WORK INSTRUCTION: Continue the text on the ClinicalTrials.gov regulations defining applicable clinical trials, starting right after its last sentence.

TEXT SECTION:
■ ■ ■ ■
The regulations define "applicable clinical trial" (ACT) in 42 CFR 11.10(a) and in 42 CFR 11.22 describe which ACTs are subject to the registration requirements. A clinical trial or study initiated on or after January 18, 2017, that meets certain conditions in 42 CFR 11.22(b)(1) or (2) will be considered to meet the definition of an applicable clinical trial. One of these conditions is whether the drug, biological, or device product "under investigation is a Product Manufactured in and Exported from the U.S. or one of its territories for study in another country." (42 CFR 11.22(b)(1)(ii)(D)(2) and 42 CFR 11.22(b)(2)(iv)(B)) The regulations also define the "Product Manufactured in and Exported from the U.S." in 42 CFR 11.10(b)(15) as meaning "any drug product (including a biological product) or device product studied in the clinical trial is manufactured in the United States or one of its territories and exported for study in a clinical trial in another country."
■ ■ ■ ■
[Saved entries]
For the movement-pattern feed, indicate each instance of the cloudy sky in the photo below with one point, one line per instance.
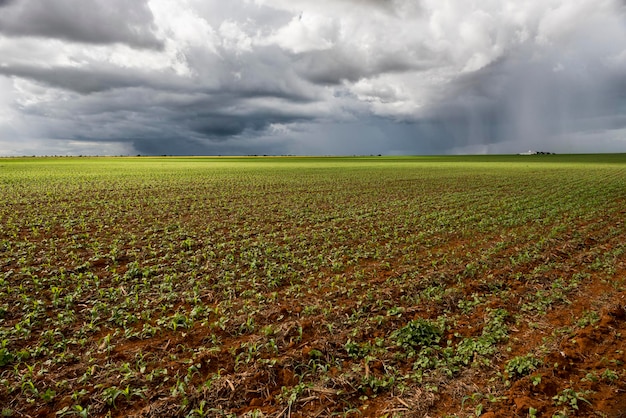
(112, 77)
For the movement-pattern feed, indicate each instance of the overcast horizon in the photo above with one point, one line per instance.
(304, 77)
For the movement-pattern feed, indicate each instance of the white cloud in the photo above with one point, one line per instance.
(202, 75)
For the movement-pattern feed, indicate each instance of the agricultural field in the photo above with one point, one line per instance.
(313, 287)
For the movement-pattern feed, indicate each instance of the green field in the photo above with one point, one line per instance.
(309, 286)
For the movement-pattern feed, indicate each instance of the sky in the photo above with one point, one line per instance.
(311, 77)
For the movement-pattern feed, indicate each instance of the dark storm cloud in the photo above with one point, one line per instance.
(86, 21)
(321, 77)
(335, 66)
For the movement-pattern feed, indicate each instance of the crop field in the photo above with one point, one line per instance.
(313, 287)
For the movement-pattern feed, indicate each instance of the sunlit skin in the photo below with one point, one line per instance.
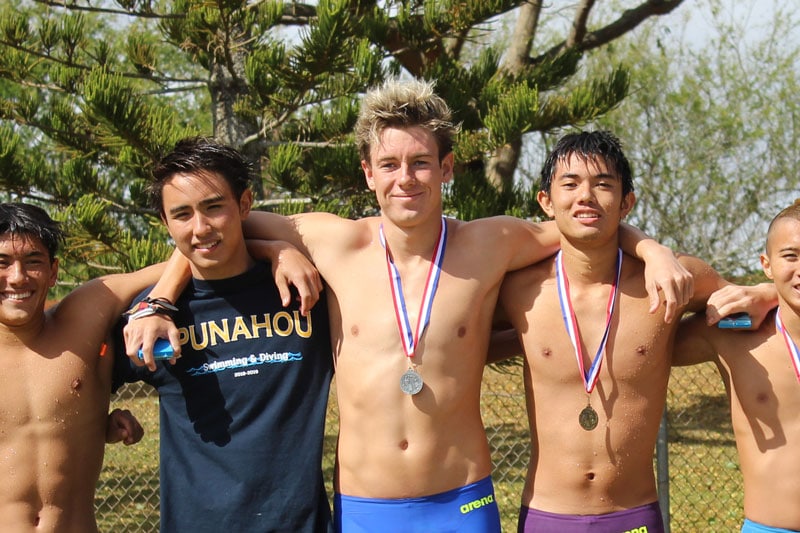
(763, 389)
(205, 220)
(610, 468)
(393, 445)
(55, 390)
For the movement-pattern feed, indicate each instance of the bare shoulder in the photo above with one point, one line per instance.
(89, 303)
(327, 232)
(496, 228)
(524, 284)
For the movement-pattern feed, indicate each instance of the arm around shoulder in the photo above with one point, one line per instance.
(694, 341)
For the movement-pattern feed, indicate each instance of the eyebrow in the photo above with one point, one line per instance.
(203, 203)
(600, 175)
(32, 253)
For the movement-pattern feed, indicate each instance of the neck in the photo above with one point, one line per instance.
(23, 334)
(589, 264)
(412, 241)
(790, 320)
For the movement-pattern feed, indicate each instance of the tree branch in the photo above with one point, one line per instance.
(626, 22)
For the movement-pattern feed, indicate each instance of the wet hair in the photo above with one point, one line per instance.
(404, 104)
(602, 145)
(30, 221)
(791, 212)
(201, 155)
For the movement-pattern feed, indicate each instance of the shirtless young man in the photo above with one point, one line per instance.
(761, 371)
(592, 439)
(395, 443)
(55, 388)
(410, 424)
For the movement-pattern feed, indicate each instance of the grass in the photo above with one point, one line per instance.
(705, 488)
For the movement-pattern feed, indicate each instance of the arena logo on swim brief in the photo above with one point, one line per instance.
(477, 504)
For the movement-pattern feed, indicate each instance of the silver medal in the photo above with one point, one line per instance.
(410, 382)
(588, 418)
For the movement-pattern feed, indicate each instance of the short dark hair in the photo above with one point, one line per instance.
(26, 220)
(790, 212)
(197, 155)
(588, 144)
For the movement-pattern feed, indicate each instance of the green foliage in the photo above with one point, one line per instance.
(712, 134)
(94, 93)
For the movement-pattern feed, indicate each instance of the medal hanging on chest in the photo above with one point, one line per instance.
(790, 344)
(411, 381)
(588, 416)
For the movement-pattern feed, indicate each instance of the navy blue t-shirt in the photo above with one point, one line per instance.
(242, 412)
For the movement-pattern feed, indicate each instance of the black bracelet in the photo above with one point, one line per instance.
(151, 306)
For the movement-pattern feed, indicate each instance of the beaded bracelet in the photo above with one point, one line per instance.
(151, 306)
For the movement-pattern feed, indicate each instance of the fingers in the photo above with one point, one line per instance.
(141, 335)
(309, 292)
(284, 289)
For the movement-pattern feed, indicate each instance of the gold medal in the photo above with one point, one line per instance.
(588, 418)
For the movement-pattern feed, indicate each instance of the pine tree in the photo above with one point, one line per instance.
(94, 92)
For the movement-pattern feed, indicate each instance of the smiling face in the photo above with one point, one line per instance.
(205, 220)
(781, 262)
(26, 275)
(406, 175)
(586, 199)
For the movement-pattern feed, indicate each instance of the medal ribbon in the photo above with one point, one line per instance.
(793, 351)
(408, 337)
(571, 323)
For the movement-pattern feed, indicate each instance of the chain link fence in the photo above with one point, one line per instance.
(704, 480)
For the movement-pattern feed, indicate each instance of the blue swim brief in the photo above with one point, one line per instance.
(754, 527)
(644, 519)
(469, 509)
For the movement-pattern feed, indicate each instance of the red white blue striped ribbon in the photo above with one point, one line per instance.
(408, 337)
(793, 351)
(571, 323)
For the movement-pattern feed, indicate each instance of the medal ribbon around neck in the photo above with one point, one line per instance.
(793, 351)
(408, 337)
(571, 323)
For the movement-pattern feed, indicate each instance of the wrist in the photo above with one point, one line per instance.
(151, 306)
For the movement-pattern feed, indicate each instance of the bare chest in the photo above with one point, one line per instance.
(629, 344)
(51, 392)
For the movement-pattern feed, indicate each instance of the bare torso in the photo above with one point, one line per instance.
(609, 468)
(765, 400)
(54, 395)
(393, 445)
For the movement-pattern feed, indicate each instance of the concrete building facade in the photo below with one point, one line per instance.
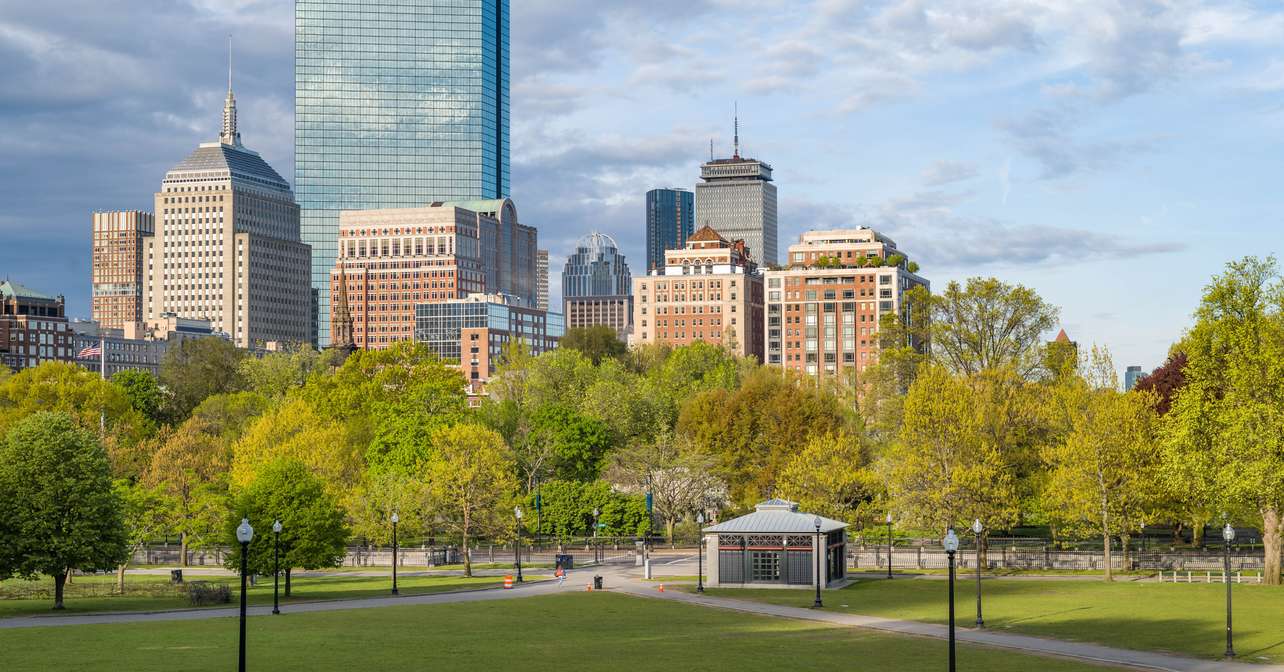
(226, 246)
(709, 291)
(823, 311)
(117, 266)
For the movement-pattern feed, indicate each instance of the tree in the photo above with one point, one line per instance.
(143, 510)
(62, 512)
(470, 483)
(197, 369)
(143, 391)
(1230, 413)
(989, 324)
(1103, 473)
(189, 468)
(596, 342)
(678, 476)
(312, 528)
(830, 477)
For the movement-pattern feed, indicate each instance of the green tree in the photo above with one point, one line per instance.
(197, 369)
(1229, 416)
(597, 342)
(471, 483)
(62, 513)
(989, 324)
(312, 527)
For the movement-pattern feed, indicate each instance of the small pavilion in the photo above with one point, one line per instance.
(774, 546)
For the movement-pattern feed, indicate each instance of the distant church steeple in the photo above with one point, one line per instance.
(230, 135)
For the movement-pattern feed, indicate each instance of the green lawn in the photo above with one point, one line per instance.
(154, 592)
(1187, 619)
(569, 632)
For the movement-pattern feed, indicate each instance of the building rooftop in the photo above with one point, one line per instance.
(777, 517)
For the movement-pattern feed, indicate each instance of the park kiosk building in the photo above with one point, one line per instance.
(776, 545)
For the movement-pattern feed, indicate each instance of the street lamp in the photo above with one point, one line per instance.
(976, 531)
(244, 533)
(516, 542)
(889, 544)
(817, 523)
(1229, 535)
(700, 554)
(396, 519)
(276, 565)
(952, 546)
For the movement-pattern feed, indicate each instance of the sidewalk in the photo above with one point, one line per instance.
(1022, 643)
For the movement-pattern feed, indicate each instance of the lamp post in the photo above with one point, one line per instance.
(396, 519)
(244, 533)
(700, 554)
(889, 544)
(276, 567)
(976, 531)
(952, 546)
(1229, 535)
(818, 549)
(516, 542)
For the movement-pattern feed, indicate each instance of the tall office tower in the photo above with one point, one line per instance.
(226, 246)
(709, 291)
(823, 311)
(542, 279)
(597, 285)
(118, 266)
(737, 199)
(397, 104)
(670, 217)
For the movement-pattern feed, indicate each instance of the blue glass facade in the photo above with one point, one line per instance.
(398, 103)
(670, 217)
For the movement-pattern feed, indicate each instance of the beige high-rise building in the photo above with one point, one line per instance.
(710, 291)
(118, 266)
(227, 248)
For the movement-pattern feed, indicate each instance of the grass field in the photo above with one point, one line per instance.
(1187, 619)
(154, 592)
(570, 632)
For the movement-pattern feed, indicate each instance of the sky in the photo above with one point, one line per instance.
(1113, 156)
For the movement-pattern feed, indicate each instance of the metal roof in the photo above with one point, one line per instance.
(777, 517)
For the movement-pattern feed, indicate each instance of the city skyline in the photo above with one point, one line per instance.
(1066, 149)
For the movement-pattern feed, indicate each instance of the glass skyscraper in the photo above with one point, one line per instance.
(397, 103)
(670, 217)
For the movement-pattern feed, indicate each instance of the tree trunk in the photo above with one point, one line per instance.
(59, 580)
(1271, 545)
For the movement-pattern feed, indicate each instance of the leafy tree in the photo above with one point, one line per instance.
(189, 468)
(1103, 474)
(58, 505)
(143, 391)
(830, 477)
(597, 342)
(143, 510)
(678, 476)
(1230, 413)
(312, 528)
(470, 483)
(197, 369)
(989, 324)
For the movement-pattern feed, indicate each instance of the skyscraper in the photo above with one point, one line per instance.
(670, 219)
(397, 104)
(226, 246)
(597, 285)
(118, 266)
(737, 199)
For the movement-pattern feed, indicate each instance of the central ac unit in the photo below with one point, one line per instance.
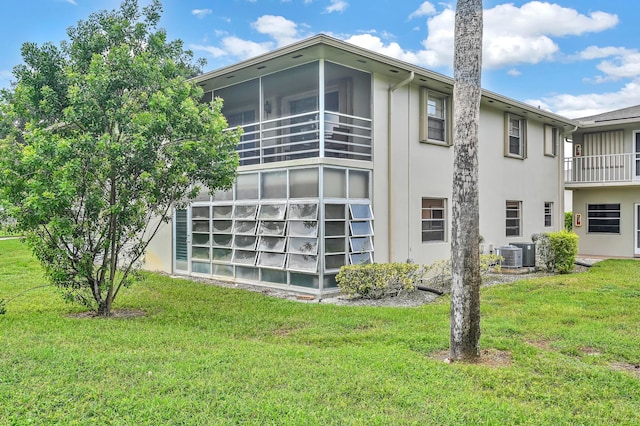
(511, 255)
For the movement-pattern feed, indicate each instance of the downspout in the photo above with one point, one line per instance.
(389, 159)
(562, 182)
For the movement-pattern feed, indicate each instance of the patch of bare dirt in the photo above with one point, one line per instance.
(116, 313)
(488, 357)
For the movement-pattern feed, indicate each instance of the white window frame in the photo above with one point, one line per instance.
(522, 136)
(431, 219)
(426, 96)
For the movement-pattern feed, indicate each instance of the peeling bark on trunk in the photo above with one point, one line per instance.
■ ■ ■ ■
WRITTEN RESPONSE:
The agency explained that the term "manufacture" is used as a "short-hand for all device [or drug] activities within FDA's jurisdiction." (81 FR 65011 (device), 81 FR 65014 (drug)) Therefore, any step in the manufacturing of the device or drug product (including device components, drug active ingredients, and packaging/labeling) that occurs in the United States (or one of its territories) would be considered "manufactured" in the United States.
In addition, the drug, biological, or device product "under investigation" as described in 42 CFR 11.22(b)(1)(ii)(D)(2) and 42 CFR 11.22(b)(2)(iv)(B) includes products that are used in the clinical trial in conjunction with, or compared to, each other. If a drug, biological, or device product is tested in conjunction with, or compared to, one or more other drug, biological, or device products (including a placebo or sham), then the products would be considered "under investigation" for purposes of this ACT condition.